Extract
The socialist and internationalist program advanced by the SEP in the 2010 Australian federal election has won a powerful response from significant layers of workers and young people throughout the country. Emails, inquiries, expressions of support and applications to join the party have come not only from the three states where the SEP stood candidates—New South Wales, Victoria and Western Australia—but from others as well.

 

The election revealed unprecedented levels of disgust with the major parties and the parliamentary set-up as a whole. Throughout the campaign workers emphasised to the SEP’s candidates their shock and outrage at the Labor Party’s coup against Kevin Rudd, and their opposition to the war in Afghanistan. They also spoke angrily about the incompatibility of the policies, program and performance of the major parties on health, education, child and aged care and climate change, with their own needs, interests and concerns.

Dataset entries
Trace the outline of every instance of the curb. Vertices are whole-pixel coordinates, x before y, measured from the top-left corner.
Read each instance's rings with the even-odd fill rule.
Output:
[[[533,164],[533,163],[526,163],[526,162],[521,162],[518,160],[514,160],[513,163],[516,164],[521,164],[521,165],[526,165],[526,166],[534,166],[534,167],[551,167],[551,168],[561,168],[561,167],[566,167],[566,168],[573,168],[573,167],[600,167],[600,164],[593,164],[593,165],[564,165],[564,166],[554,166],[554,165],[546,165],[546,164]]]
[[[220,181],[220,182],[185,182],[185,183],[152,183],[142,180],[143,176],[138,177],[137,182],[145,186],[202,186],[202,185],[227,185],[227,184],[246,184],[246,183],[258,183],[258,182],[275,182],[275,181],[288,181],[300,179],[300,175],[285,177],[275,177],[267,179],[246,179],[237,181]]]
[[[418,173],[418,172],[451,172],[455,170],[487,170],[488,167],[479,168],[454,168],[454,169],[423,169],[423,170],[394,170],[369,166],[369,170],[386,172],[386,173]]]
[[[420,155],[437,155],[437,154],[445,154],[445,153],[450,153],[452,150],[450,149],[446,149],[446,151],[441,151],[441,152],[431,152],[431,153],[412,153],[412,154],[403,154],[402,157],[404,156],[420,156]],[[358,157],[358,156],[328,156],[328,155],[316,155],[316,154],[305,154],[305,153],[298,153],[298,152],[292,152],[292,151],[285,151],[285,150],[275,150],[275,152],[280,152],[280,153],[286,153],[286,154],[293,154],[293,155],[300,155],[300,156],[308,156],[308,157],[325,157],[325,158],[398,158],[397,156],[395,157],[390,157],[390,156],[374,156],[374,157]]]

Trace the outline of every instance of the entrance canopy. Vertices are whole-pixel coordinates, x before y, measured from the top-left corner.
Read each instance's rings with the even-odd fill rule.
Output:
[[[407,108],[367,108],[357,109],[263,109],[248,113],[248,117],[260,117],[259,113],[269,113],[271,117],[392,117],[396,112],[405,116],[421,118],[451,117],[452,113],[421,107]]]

What you are asked to do
Write out the passage about the 2010 Australian election word for word, from "The election revealed" up to and including "interests and concerns.".

Completed task
The election revealed unprecedented levels of disgust with the major parties and the parliamentary set-up as a whole. Throughout the campaign workers emphasised to the SEP’s candidates their shock and outrage at the Labor Party’s coup against Kevin Rudd, and their opposition to the war in Afghanistan. They also spoke angrily about the incompatibility of the policies, program and performance of the major parties on health, education, child and aged care and climate change, with their own needs, interests and concerns.